● **What is needed**:
Reproduce the following items word for word, leaving the pictures out of your response.

● **Extracted information**:
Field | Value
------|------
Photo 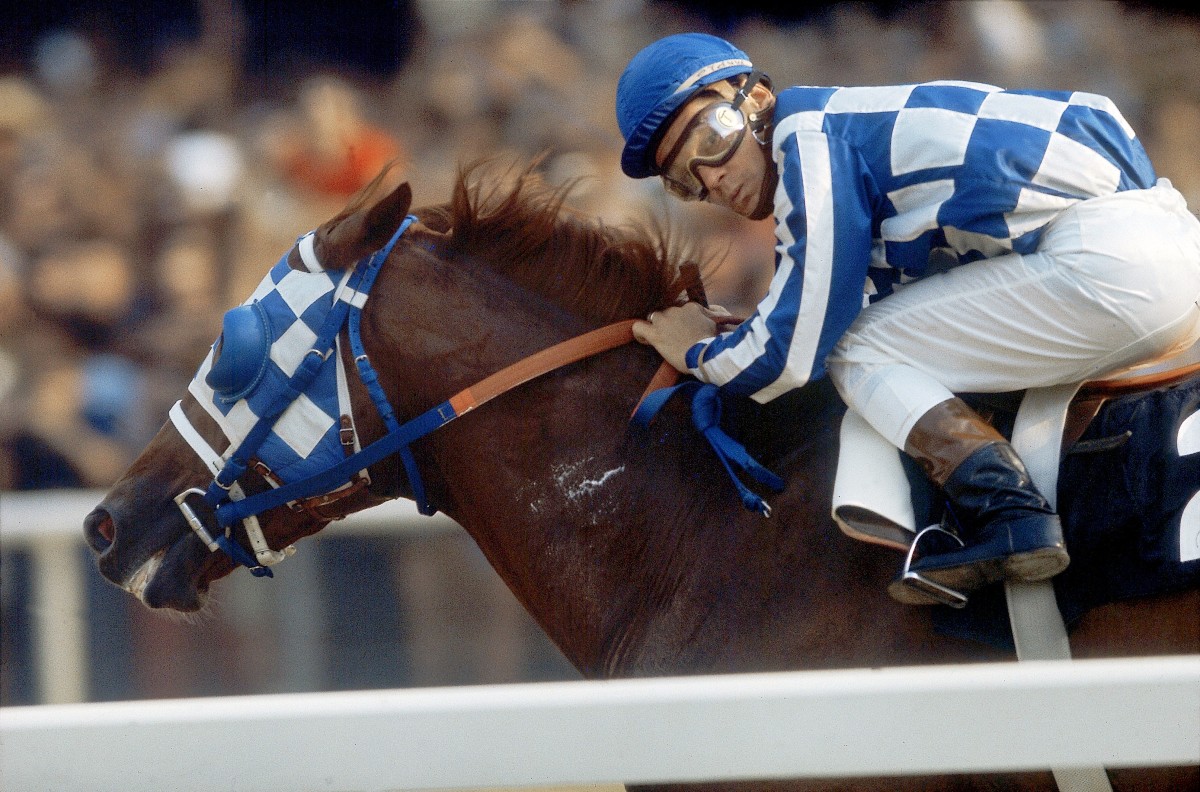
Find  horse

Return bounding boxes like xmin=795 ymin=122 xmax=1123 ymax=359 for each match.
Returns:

● **Result of this task**:
Field | Value
------|------
Photo 
Find  horse

Return bounding boxes like xmin=795 ymin=122 xmax=1123 ymax=359 for each match.
Returns:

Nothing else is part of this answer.